- **GIVEN TASK**:
Reproduce all of the data below, putting "tool" wherever "utility" appears. Leave everything else unchanged.

Coordinate annotation entries:
————

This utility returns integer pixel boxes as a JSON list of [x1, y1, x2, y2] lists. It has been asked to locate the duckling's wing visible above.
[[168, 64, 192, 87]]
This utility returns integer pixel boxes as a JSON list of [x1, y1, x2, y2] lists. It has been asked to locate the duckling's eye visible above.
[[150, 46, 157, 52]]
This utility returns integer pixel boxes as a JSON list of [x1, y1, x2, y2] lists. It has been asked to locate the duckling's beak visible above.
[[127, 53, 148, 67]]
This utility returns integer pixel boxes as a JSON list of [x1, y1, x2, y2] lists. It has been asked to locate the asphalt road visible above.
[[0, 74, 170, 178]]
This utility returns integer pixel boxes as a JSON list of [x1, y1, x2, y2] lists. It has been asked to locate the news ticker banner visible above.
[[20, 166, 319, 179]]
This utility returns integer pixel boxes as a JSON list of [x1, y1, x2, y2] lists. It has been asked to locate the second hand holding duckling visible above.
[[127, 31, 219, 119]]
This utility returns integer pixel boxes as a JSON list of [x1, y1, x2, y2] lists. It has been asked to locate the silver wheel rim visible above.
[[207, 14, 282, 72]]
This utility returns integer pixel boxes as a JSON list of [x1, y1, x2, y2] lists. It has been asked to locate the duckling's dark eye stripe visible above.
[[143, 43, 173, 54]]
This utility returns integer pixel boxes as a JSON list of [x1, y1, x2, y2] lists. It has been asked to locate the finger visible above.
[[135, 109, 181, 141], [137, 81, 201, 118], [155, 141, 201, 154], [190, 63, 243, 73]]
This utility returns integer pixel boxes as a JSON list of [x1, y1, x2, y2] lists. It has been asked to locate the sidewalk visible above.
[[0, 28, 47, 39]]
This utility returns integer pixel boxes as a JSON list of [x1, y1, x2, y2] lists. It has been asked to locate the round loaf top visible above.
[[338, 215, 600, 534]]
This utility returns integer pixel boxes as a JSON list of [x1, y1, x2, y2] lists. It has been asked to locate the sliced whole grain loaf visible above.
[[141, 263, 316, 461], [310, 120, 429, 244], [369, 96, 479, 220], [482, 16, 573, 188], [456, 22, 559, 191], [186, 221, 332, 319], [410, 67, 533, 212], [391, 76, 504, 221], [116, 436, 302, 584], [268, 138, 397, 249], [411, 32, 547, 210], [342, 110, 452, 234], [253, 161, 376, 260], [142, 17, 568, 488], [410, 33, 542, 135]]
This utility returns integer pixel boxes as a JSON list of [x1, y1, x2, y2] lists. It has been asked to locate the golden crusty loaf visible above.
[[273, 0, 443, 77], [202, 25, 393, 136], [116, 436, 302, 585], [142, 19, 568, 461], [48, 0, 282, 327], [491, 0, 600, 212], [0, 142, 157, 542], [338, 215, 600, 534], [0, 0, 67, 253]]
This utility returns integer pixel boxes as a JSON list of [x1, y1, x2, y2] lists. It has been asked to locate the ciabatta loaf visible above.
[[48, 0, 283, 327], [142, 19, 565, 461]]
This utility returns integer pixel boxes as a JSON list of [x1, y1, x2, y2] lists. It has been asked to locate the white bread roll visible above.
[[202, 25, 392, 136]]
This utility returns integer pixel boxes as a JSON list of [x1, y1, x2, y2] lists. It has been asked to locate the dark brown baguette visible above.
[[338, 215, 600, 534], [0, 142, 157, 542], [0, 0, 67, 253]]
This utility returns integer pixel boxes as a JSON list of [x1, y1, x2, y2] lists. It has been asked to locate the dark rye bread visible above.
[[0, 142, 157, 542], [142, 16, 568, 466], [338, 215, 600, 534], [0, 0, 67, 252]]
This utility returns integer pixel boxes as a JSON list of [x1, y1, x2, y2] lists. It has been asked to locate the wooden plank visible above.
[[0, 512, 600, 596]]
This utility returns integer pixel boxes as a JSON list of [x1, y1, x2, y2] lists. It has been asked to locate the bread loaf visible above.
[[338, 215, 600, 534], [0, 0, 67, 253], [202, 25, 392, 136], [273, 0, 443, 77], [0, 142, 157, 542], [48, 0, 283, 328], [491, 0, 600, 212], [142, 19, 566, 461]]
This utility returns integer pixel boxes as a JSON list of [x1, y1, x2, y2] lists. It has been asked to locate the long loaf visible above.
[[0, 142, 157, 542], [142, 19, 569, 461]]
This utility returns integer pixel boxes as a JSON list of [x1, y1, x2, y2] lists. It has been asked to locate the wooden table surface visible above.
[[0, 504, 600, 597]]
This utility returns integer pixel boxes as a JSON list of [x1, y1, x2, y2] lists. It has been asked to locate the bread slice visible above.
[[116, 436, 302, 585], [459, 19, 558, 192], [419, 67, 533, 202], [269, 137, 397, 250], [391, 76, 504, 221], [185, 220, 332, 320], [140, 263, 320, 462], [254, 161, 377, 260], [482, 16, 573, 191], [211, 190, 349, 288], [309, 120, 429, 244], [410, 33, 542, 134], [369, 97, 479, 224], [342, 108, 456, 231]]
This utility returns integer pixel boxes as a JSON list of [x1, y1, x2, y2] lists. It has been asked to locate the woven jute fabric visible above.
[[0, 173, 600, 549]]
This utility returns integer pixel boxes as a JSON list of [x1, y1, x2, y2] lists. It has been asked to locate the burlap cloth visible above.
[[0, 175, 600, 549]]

————

- **REPLY**:
This tool returns integer pixel boxes as a JSON list of [x1, y1, x2, y2] lists. It has been asked to locate the duckling's wing visible above.
[[168, 64, 192, 87]]
This tool returns integer pixel boxes as a JSON list of [x1, y1, x2, y2] lists. It has been asked to locate the duckling's eye visible above.
[[150, 46, 157, 52]]
This tool returns integer pixel boxes as a JSON list of [x1, y1, x2, y2] lists. It has been asked to locate the duckling's beak visible above.
[[127, 53, 148, 67]]
This tool returns integer pixel boxes as a JSON list of [x1, y1, x2, y2] lists. It has been asked to locate the asphalt road visible above.
[[0, 74, 170, 178]]
This tool returns integer pixel boxes as a JSON list of [x1, y1, x2, y2] lists. It has been asked to locate the news ticker banner visible above.
[[20, 166, 319, 179]]
This tool returns integer pixel boxes as a JSON list of [x1, y1, x2, y2] lists. It has been asked to locate the second hand holding duckling visible above.
[[127, 31, 219, 119]]
This tool returns integer pixel boxes as a JSON list of [x1, y1, x2, y2] lists. It has been asked to locate the silver wheel rim visible above.
[[207, 14, 282, 72]]
This tool returns integer pixel boxes as a JSON list of [x1, y1, x2, y2] lists. It has been asked to locate the duckling's dark eye stripe visible above.
[[143, 43, 173, 54]]
This tool returns integer pixel boxes as a JSON list of [x1, y1, x2, y2] lists. It has been asked to locate the finger visible above.
[[135, 109, 181, 141], [137, 81, 201, 118], [155, 141, 201, 154], [190, 63, 243, 73]]
This tool returns integer pixel boxes as a JSON list of [x1, y1, x2, y2] lists. It has been asked to locate the sidewalk visible above.
[[0, 28, 47, 39]]
This tool returns integer pixel boxes as a JSON list of [x1, y1, x2, y2] lists. It has been asked to locate the round loaf top visible above.
[[338, 215, 600, 534]]
This tool returns integer pixel boxes as a JSON list of [x1, y1, x2, y2] lists. It has been asked to locate the sliced whole grain loaf visible above.
[[141, 263, 316, 461], [310, 120, 429, 244], [369, 96, 479, 220], [482, 16, 573, 188], [456, 22, 559, 191], [186, 221, 332, 319], [410, 67, 533, 212], [391, 76, 504, 221], [116, 436, 302, 584], [268, 138, 397, 249], [411, 32, 547, 210], [342, 110, 452, 234], [253, 161, 376, 260], [142, 17, 568, 488], [410, 33, 542, 135]]
This tool returns integer pixel boxes as a JSON list of [x1, y1, x2, y2] lists. It has been asked to locate the golden crusty loaf visible above.
[[273, 0, 443, 77], [202, 25, 393, 136], [116, 436, 302, 585], [142, 19, 568, 461], [48, 0, 282, 327], [491, 0, 600, 212], [0, 142, 157, 542], [338, 215, 600, 534], [0, 0, 67, 253]]
This tool returns integer pixel boxes as a JSON list of [x1, y1, x2, y2] lists. It has been asked to locate the ciabatta loaf visible above.
[[48, 0, 283, 327], [142, 19, 565, 461]]
This tool returns integer pixel boxes as a JSON list of [x1, y1, x2, y2] lists. It has been asked to locate the white bread roll visible above.
[[202, 25, 392, 136]]
This tool returns integer pixel boxes as a JSON list of [x1, y1, x2, y2] lists. It has been asked to locate the dark brown baguette visible above.
[[338, 215, 600, 534], [0, 142, 157, 542], [0, 0, 67, 253]]
This tool returns integer pixel boxes as a JSON list of [x1, y1, x2, y2] lists. It has been asked to locate the dark rye bread visible above.
[[0, 142, 157, 542], [142, 16, 568, 466], [338, 215, 600, 534], [0, 0, 67, 252]]
This tool returns integer pixel boxes as a JSON list of [x1, y1, x2, y2] lists. It has been asked to locate the wooden plank visible above.
[[0, 512, 600, 596]]
This tool returns integer pixel boxes as a JSON list of [x1, y1, x2, y2] lists. It has been asked to locate the bread loaf visible above.
[[338, 215, 600, 534], [0, 0, 67, 253], [202, 25, 392, 136], [273, 0, 443, 77], [0, 142, 157, 542], [48, 0, 283, 328], [491, 0, 600, 212], [142, 19, 566, 461]]
This tool returns integer pixel boxes as a JSON list of [x1, y1, x2, y2] lists. It has been asked to locate the long loaf visible above.
[[0, 142, 157, 542], [142, 19, 569, 461]]
This tool returns integer pixel boxes as a JSON list of [x1, y1, x2, y2] lists. It has been asked to locate the wooden table surface visible above.
[[0, 504, 600, 597]]
This tool returns integer pixel boxes as a JSON list of [x1, y1, x2, y2] lists. It has been asked to locate the bread slice visible above.
[[116, 436, 302, 585], [459, 19, 558, 192], [419, 67, 533, 202], [269, 137, 397, 250], [391, 76, 504, 221], [185, 220, 332, 320], [140, 263, 320, 462], [254, 161, 377, 260], [482, 16, 573, 191], [211, 190, 349, 288], [309, 120, 429, 244], [410, 33, 542, 134], [369, 97, 479, 224], [342, 108, 456, 231]]
This tool returns integer pixel boxes as a JSON list of [x1, y1, x2, y2] lists. It has been asked to locate the woven jute fabric visible above.
[[0, 173, 600, 549]]
This tool returns integer pixel boxes as a JSON list of [x1, y1, x2, y2] lists. It has been asked to locate the burlap cloth visible above.
[[0, 175, 600, 549]]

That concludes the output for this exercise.